> [Document passage]

━━━━━━━━━━

Burmese activist and academic

Ohn (အုန်း, /my/; 6 July 1913 – 28 November 2003), known honorifically as M.A. Daw Ohn (အမ်အေ ဒေါ်အုန်း), was a 20th-century Burmese activist, scholar and professor who specialized in the Pali language and the oriental studies and served as the head of the Department of Buddhistic Studies at the University of Mandalay from 1958 to 1966. She is regarded as the mother of the Department of Oriental Studies of Mandalay University.

Ohn was one of the founders of independent Mandalay University where she served as the Dean of the Faculty of Arts. She received Naingngan Gonyi (Second Class) order given by the government in 1980.

==Early life and education==
Ma Ohn, the seventh of eight siblings, was born on 6 July 1913 in Kinsanamahi Quarter, Chanayethazan Township, Mandalay to U Kyaw Ya and Daw Daw Khin. She was educated at the Mandalay Central National High School after completing elementary at the National Women's School where she started her education in 1925. She passed the matriculation examination in 1930 with distinction in two subjects: pāli and mathematics. In 1931, she received the teacher's training certificate for secondary students from the normal school in Mandalay. She read pali and logic at the Mandalay Intermediate College in 1932 and 1933, and went to Rangoon University for a bachelor's degree in pali in 1936.

━━━━━━━━━━

> [About this exercise]
Answer from the biography of Ohn above.
1. Which department did Ohn head at the University of Mandalay, and in which years?
2. What order did she receive from the government in 1980?
3. In which two subjects did she pass the 1930 matriculation examination with distinction?

> [Excerpted data]
━━━━━━━━━━

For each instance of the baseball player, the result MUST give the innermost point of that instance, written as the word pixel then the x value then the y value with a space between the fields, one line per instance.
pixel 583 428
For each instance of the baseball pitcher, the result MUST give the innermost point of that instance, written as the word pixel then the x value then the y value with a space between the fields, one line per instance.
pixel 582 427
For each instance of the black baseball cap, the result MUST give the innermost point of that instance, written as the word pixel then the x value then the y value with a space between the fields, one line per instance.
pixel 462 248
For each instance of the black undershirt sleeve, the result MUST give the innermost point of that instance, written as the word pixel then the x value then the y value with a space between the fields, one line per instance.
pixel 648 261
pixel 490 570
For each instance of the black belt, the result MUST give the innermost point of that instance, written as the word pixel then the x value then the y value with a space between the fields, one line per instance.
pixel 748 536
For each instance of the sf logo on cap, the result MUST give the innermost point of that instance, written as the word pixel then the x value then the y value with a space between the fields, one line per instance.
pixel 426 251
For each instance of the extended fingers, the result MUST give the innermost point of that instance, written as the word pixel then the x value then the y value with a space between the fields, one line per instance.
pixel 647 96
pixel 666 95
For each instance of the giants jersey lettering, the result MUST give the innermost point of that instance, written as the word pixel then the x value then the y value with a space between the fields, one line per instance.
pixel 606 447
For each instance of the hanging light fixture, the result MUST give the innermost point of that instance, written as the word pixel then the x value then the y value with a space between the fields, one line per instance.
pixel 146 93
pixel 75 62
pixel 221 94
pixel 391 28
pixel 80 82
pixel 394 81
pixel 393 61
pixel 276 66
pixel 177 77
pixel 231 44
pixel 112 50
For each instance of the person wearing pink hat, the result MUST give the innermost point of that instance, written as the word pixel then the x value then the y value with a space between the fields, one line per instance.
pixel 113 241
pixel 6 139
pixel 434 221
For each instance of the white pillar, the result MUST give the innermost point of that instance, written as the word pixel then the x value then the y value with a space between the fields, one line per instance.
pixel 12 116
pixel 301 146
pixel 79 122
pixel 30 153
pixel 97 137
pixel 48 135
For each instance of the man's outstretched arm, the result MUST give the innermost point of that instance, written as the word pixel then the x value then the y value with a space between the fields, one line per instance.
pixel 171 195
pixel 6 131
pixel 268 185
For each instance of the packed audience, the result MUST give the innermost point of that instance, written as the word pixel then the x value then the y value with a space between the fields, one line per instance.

━━━━━━━━━━

> [The answer]
1. The Department of Buddhistic Studies, from 1958 to 1966.
2. Naingngan Gonyi (Second Class).
3. Pāli and mathematics.